Qikiqtarjuaq (Jan 24/05) - Qikiqtarjuaq hunters are breathing new life in their fishing industry.

After years of meetings in Ottawa and more than $20,000 of their own dollars spent to get to those meetings and buy fishing equipment, the Nattivak Hunters and Trappers Association of Qikiqtarjuaq created an independent community fishery called Masiliit Corporation last week.

"We're becoming known as a community that is not being pushed around by government officials, the Baffin Fisheries Coalition or DFO (Department of Fisheries and Oceans). We're defending our community," said Samuel Nuqingaq of the Nattivak HTA. "We're doing this because Nunavut government is not giving us jobs. So we said, 'let's create jobs.'"

Masiliit - an old Inuktitut word that means breathing through gills - has made an agreement with a Canadian company to get the controlling interest in a fixed gear freezer vessel and a Canadian groundfish licence that will allow Masiliit to fish in Nunavut as well as southern Canadian waters.

According to the HTA, Masiliit is the first aboriginal company to own a groundfish licence.

It will employ up to 30 people from deck hands to supervisors. According to the Nattivak HTA, 80 to 90 per cent of Qikiqtarjuaq's 550 residents are unemployed.

A company has been hired to do a feasibility study to get a fish plant up and running for turbot, char and clams.

Masiliit is planning to fish the community's long-standing 330-tonne division OB turbot allocation in 2005 with their new vessel. However, they've had to re-apply for that quota and won't know if they get it until the Nunavut Wildlife Management Board (NWMB) makes a decision in February.

Qikiqtarjuaq has historically fished its allocation from NWMB for the past six years with Clearwater Fine Foods of Halifax under a royalty agreement.

The HTA was a member of the Baffin Fisheries Coalition until last year, when it decided not to renew its contract.

Ben Kovic, former chair of the NWMB and now head of the BFC, visited Qikiqtarjuaq on Jan. 19 to take part in a public meeting with the hunters involved with the new company.

"We were there to find a way to bring them back (to the BFC)," said Kovic in a phone interview on Thursday.

The BFC gave the group nine options to rejoin, but so far the group has decided not to.

"Nobody made an agreement," said Seemee Nookiguak of the Nattivak HTA.

"We didn't have a full board in town. Even if we did, the BFC wouldn't have swayed us. We'd have to think about it before we joined BFC."

> Data block

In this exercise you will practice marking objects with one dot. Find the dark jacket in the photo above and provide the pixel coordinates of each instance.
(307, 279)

> Goal of the exercise
In the Qikiqtarjuaq fishery article, what does the old Inuktitut word "Masiliit" mean? Answer from the Qikiqtarjuaq fishery article alone.

> Written solution
Breathing through gills.